(Point annotation records)

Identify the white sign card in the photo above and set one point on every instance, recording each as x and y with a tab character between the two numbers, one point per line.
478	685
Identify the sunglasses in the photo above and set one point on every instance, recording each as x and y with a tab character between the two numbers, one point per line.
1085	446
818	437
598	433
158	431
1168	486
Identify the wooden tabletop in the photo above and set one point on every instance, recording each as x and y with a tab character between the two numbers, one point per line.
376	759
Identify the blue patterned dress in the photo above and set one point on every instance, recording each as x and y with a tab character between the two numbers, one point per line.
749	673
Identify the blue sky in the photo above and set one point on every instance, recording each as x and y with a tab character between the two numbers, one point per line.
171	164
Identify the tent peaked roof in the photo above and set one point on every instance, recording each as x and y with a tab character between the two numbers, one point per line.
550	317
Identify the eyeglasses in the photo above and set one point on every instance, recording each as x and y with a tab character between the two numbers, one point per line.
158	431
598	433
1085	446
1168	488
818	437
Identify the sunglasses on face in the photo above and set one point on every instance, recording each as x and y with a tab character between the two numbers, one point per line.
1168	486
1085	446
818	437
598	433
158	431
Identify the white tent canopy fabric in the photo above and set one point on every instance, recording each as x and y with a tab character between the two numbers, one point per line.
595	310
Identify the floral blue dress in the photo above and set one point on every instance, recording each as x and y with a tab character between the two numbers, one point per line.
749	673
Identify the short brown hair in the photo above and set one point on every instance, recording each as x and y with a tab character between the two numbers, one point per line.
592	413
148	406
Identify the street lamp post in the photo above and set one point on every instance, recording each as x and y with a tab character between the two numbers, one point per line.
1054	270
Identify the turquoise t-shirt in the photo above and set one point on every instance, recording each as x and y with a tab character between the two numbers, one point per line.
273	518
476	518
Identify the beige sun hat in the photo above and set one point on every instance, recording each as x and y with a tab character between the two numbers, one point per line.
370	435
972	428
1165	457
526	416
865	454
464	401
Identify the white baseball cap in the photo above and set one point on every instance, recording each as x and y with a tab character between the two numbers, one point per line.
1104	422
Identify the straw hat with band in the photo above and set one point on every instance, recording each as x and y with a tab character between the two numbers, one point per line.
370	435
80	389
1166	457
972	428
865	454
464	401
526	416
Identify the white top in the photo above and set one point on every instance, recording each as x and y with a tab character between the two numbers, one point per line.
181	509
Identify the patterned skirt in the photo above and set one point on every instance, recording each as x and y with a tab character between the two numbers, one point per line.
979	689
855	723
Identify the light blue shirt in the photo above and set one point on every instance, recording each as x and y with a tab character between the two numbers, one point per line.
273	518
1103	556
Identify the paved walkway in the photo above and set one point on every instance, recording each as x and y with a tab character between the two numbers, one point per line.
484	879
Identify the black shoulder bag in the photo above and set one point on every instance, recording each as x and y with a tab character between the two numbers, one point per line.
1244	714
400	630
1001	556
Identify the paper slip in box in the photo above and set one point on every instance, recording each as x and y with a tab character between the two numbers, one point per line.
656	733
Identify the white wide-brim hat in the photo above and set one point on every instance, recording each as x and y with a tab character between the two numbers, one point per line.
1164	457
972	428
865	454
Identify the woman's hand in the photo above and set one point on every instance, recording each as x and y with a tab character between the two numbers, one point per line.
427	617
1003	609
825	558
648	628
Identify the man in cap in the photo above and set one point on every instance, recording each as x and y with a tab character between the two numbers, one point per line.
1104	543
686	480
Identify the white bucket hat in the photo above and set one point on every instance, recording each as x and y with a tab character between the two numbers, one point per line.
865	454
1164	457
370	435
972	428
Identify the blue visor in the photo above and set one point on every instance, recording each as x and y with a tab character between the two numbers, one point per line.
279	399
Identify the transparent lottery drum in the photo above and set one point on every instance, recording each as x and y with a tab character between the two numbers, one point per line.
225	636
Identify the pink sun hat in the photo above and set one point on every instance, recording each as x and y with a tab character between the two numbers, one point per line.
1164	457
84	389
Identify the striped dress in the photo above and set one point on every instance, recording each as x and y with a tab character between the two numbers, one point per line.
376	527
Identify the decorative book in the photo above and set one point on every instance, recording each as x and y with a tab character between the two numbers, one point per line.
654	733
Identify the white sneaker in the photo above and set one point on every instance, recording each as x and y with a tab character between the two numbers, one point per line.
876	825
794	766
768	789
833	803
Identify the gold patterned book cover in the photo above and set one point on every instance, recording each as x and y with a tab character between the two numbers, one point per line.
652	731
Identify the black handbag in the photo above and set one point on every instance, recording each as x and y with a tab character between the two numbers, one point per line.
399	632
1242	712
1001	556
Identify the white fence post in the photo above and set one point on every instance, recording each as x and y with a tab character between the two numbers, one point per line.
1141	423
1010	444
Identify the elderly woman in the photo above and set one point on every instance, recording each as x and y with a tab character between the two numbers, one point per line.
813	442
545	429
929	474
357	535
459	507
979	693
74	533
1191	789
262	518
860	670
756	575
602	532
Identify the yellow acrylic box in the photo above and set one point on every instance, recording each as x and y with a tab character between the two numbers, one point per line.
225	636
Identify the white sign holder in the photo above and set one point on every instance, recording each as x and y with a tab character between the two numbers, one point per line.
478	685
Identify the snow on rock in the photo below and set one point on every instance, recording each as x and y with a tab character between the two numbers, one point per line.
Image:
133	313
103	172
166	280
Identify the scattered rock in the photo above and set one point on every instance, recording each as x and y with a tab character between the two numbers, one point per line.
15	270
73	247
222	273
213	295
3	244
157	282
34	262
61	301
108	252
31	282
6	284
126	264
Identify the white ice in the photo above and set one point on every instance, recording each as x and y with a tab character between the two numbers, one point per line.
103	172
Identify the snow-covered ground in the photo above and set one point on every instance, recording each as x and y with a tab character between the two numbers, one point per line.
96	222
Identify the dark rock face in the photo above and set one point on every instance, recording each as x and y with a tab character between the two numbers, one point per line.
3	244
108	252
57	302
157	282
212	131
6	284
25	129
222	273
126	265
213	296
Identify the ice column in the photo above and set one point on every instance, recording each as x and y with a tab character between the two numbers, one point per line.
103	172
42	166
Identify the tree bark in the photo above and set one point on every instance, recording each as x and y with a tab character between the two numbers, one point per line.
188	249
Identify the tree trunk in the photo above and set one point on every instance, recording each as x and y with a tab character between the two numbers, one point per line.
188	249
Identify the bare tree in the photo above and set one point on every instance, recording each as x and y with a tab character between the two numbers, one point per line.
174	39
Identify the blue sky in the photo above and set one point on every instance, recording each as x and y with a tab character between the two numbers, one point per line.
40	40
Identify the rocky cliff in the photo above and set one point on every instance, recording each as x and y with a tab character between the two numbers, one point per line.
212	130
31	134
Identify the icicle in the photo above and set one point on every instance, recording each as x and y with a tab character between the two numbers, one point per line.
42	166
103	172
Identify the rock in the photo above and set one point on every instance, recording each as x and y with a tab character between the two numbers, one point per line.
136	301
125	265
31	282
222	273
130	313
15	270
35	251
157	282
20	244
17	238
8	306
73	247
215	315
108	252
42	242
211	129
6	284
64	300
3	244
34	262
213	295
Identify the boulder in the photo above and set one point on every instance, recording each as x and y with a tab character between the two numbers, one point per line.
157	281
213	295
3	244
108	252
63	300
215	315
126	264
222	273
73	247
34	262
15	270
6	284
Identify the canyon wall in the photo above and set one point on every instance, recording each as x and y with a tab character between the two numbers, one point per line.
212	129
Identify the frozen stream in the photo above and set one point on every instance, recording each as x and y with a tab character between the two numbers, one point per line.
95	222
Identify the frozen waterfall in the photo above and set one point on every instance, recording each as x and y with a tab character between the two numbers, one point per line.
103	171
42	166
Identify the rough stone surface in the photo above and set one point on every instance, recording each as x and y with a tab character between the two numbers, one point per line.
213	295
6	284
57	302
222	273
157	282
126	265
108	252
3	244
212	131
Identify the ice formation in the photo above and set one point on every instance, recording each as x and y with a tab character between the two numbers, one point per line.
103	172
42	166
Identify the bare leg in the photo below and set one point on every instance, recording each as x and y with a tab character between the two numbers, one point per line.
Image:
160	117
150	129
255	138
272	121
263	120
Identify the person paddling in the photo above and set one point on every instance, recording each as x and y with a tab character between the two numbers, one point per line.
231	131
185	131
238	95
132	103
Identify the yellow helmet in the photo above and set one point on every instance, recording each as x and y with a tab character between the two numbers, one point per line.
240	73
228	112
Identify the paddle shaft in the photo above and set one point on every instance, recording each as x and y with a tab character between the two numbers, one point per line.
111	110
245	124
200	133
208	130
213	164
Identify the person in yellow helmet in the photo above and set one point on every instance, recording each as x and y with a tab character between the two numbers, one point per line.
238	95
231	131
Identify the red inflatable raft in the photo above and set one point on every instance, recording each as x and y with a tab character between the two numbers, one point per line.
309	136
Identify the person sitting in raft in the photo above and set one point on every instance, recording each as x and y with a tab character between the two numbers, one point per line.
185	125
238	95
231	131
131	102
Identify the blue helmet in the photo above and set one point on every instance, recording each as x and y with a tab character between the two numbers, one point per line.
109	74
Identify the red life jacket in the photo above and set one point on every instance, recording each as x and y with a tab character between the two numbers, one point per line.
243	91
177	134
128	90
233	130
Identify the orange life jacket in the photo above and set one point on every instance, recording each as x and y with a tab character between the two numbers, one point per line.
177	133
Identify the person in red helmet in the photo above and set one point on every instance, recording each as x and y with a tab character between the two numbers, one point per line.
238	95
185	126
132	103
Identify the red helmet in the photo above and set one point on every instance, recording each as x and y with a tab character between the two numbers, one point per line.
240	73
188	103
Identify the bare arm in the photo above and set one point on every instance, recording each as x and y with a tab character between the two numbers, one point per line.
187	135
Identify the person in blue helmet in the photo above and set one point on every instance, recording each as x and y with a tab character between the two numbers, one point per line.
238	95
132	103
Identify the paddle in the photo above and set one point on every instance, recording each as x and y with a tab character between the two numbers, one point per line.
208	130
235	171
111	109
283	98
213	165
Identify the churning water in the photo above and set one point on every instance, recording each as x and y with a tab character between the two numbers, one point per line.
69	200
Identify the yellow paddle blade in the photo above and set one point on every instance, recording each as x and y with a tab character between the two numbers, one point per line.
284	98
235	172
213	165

__Task to carry out__. Rescale the stretch from the line containing "Identify the yellow paddle" through the last of the lines above, repeating each of those lines with the requests included. Multiply every x and y coordinate in the answers by 1.85 and round each result to a whole number, with halves rounded up.

__Output of the task__.
Identify the yellow paddle blade in the photo above and set one point on every instance, recording each as x and y with a tab character between the two numbers, one point per line.
525	181
435	318
394	305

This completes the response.